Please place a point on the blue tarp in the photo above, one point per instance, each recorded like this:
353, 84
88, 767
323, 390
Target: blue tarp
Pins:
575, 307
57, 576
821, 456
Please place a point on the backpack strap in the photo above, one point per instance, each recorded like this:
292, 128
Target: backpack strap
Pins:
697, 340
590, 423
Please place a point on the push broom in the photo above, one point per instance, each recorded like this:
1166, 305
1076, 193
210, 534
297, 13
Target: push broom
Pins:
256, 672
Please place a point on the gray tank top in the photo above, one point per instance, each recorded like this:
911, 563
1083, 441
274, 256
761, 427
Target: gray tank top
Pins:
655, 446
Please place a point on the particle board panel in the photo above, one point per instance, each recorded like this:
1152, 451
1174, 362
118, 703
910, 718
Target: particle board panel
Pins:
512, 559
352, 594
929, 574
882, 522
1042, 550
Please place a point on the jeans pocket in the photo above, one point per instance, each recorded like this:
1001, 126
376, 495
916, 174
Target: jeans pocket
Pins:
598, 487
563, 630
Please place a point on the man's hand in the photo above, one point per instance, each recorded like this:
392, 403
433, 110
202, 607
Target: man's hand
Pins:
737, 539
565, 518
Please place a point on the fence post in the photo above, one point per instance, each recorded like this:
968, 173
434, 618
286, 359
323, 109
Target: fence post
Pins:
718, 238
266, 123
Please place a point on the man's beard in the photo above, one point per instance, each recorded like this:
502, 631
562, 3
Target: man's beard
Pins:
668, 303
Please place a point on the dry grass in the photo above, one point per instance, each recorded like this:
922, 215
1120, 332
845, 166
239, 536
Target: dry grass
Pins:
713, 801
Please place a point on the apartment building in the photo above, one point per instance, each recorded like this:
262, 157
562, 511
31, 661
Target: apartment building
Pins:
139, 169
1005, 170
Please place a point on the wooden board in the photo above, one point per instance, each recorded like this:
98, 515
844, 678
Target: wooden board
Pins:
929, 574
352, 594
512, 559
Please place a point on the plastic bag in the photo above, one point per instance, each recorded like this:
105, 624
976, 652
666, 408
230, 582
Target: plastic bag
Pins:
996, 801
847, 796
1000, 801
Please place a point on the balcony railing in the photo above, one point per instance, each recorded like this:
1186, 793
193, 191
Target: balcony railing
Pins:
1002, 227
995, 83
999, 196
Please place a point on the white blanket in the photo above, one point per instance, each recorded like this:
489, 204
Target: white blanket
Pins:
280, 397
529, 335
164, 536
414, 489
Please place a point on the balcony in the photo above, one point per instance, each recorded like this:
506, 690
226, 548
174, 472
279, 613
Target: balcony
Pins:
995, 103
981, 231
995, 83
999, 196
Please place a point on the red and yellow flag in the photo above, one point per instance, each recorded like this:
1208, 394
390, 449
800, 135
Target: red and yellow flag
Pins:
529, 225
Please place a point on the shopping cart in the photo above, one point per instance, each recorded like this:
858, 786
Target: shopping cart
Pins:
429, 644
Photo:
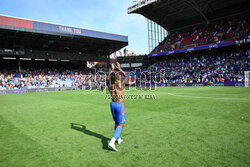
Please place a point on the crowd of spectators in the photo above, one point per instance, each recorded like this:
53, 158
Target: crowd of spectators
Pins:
213, 67
49, 78
229, 29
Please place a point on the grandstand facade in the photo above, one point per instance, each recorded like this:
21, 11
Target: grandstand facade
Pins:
207, 42
40, 56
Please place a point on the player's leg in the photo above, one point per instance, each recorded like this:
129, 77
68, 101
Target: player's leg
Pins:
112, 141
120, 119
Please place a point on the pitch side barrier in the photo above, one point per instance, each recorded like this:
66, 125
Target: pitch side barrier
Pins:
35, 90
194, 84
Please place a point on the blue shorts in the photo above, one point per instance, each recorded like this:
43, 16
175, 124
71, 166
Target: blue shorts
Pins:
118, 112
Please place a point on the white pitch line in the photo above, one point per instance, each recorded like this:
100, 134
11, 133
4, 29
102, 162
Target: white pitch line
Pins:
199, 97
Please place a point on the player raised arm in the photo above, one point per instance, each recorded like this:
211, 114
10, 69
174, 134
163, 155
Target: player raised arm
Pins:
118, 66
108, 78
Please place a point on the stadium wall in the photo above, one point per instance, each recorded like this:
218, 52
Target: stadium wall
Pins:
42, 27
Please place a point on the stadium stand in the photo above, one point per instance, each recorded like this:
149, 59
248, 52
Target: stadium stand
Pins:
228, 29
49, 78
215, 67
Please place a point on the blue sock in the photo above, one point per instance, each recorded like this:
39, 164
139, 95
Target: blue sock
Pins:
117, 132
116, 125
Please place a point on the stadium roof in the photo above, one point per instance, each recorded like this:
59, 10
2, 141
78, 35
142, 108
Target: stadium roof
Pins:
178, 14
41, 35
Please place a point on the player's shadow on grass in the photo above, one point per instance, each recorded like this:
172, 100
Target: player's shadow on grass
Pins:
83, 129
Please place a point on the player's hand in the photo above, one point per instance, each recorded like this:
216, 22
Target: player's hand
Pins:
118, 66
112, 66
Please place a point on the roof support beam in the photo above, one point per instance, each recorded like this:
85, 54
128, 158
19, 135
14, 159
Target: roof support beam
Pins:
197, 8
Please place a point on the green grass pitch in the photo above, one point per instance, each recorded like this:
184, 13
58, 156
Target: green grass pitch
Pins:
183, 126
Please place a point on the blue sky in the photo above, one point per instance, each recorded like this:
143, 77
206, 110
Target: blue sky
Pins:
103, 15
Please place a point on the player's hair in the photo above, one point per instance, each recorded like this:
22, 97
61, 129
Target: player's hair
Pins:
113, 77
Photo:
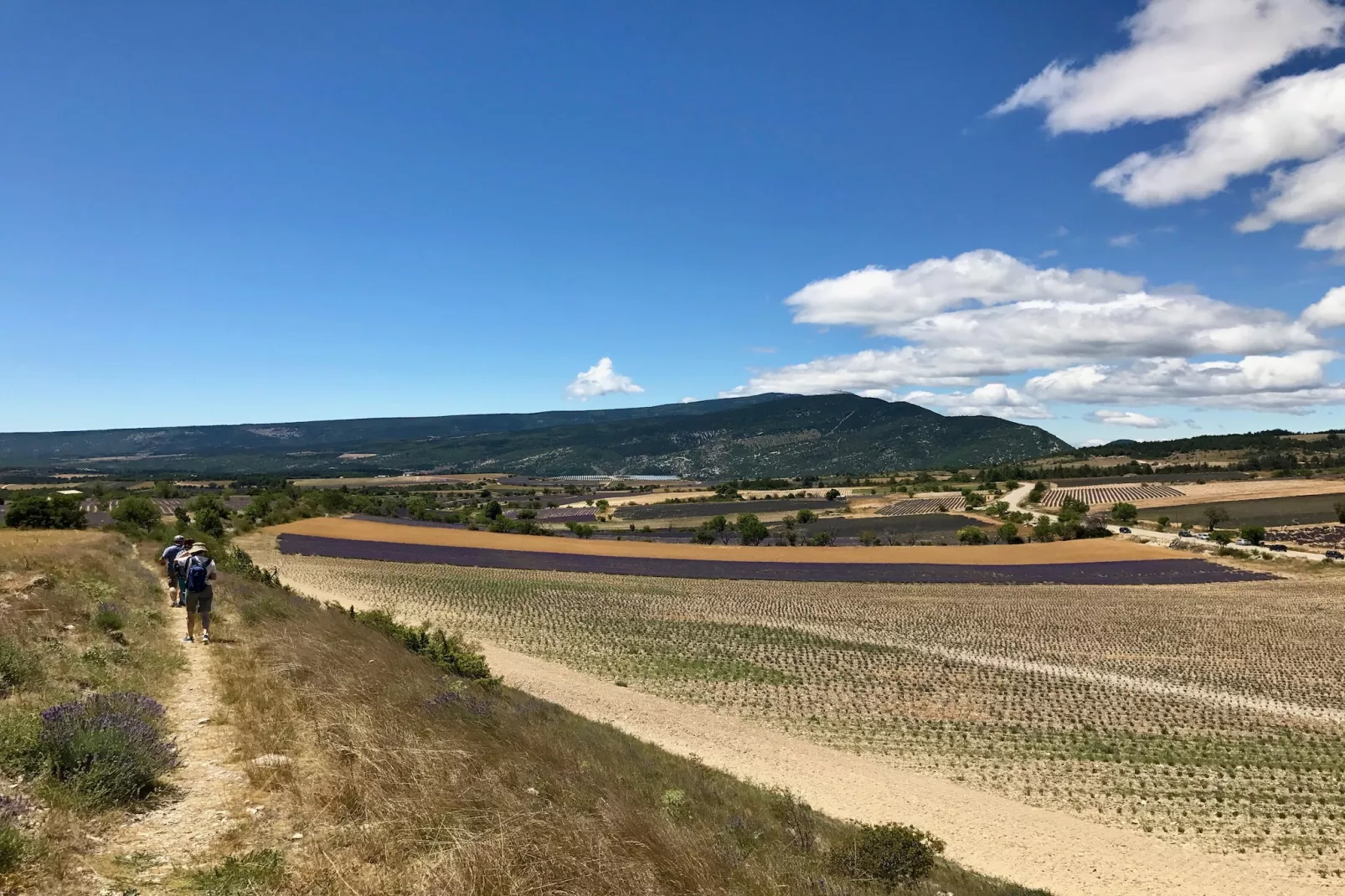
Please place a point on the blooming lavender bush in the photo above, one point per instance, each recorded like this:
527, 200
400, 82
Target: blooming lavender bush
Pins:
108, 749
109, 618
13, 842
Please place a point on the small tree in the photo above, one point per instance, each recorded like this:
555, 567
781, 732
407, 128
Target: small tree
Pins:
1125, 512
972, 536
1255, 534
137, 512
890, 854
750, 529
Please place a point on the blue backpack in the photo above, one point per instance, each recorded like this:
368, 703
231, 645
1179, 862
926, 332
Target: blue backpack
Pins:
198, 574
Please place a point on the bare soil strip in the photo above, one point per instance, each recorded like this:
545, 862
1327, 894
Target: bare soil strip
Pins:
993, 834
1056, 552
182, 833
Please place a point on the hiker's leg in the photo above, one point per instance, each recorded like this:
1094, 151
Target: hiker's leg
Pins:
204, 603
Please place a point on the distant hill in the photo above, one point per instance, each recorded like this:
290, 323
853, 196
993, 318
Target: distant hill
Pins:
756, 436
1263, 441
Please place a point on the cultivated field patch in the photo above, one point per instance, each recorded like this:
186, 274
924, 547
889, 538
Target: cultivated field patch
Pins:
1262, 512
1127, 572
1109, 494
727, 507
1059, 552
1207, 714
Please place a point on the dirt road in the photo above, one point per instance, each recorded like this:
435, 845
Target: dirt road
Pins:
989, 833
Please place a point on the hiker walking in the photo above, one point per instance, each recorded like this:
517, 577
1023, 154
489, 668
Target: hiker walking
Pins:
201, 594
170, 567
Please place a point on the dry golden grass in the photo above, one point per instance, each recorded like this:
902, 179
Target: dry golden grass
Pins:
50, 585
1058, 552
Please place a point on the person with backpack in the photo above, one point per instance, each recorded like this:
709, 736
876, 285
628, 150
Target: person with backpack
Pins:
167, 560
201, 594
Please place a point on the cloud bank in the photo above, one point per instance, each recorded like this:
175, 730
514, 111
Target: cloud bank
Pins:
600, 379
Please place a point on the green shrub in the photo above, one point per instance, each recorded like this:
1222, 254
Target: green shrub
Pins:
889, 854
19, 729
255, 872
108, 618
19, 667
106, 749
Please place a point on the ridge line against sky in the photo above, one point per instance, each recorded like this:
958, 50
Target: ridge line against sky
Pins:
1129, 219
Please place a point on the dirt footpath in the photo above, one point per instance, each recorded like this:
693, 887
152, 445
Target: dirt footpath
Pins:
989, 833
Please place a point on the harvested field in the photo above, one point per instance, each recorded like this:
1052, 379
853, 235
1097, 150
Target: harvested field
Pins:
1126, 572
1332, 536
727, 507
892, 530
1262, 512
1208, 475
1109, 494
1058, 552
1249, 490
920, 506
1209, 716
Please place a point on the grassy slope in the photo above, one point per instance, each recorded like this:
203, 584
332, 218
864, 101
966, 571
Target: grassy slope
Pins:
404, 789
50, 588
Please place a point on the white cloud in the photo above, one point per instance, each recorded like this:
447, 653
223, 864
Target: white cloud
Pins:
1102, 337
992, 399
1327, 312
1129, 419
1311, 193
600, 379
883, 301
1256, 383
1191, 55
1296, 117
1184, 55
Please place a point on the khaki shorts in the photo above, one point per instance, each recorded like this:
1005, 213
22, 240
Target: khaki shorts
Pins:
199, 601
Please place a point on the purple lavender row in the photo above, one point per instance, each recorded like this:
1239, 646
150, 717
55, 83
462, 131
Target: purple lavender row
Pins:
1125, 572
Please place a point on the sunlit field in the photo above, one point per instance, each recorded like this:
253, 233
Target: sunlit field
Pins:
1205, 713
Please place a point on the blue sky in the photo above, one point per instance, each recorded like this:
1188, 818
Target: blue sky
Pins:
295, 212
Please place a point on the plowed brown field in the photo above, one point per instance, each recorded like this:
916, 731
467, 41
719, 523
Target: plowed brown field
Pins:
1059, 552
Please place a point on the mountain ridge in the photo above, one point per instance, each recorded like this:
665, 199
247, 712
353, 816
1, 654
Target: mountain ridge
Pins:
760, 435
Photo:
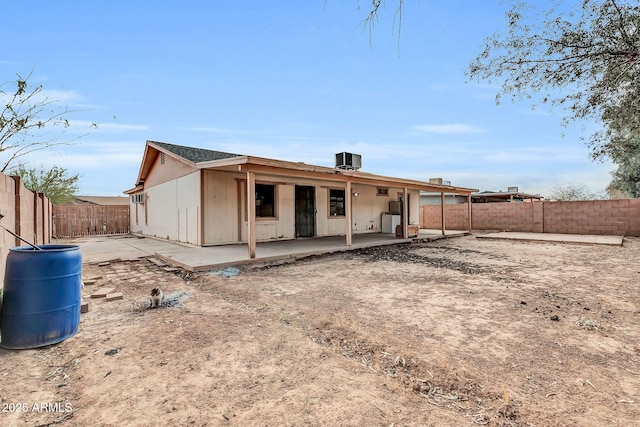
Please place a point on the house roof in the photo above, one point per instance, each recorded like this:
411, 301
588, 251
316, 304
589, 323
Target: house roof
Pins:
209, 159
193, 154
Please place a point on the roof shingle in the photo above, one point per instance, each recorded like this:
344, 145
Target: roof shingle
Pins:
196, 155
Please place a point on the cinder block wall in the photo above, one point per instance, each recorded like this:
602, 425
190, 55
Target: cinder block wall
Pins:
616, 217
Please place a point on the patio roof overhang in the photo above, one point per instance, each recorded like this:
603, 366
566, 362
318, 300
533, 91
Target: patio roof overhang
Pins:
270, 167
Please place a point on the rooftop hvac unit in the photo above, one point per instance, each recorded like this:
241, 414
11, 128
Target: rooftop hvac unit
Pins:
348, 161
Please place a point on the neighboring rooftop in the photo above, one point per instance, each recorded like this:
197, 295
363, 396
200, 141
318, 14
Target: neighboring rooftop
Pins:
511, 195
193, 154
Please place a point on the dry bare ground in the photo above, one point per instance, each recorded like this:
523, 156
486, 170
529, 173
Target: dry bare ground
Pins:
461, 331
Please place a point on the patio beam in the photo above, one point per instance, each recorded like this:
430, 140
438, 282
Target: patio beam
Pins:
347, 199
405, 213
442, 211
251, 214
469, 209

• Requirement
Copy out the records verbatim, from the line containing "Please place a point on the roof shingle" through the end of the records, and nothing else.

• Exercise output
Please place a point on the roof shingle in the photo above, one point per instance, each recorded like this:
344, 145
Target: roof shingle
Pins:
196, 155
Please place a point on the cinder block wall in the photo above, one point per instance, each recorded like this:
602, 425
190, 55
Target: cinder block wall
Pins:
616, 217
Please place a point on the patio roof overhang in the photo above, one point per instance, each recorded like this:
603, 366
566, 362
318, 300
533, 91
Target: patio roof overhang
Pins:
270, 167
Please place a point on the rooftop hvac unit in the photo above, one point per instance, each recorded like this:
241, 414
11, 128
Target: rooftop hvac unit
Pins:
348, 161
Please place a point on the neighboring rooftop in the photo above, one point per instance, each recorded like this:
197, 295
363, 396
200, 141
318, 14
Target: neighboring rooftop
Pins:
511, 195
193, 154
Please place a point on the dry bare ground in the photo above, one point per instance, each recorded like this:
523, 156
486, 170
529, 173
Target: dry bare ground
Pins:
461, 331
Please place a point on the patio beam in the photo above, one point per instance, each recorded like this:
430, 140
438, 282
Target: patio beam
Pins:
347, 199
405, 213
442, 211
251, 214
469, 209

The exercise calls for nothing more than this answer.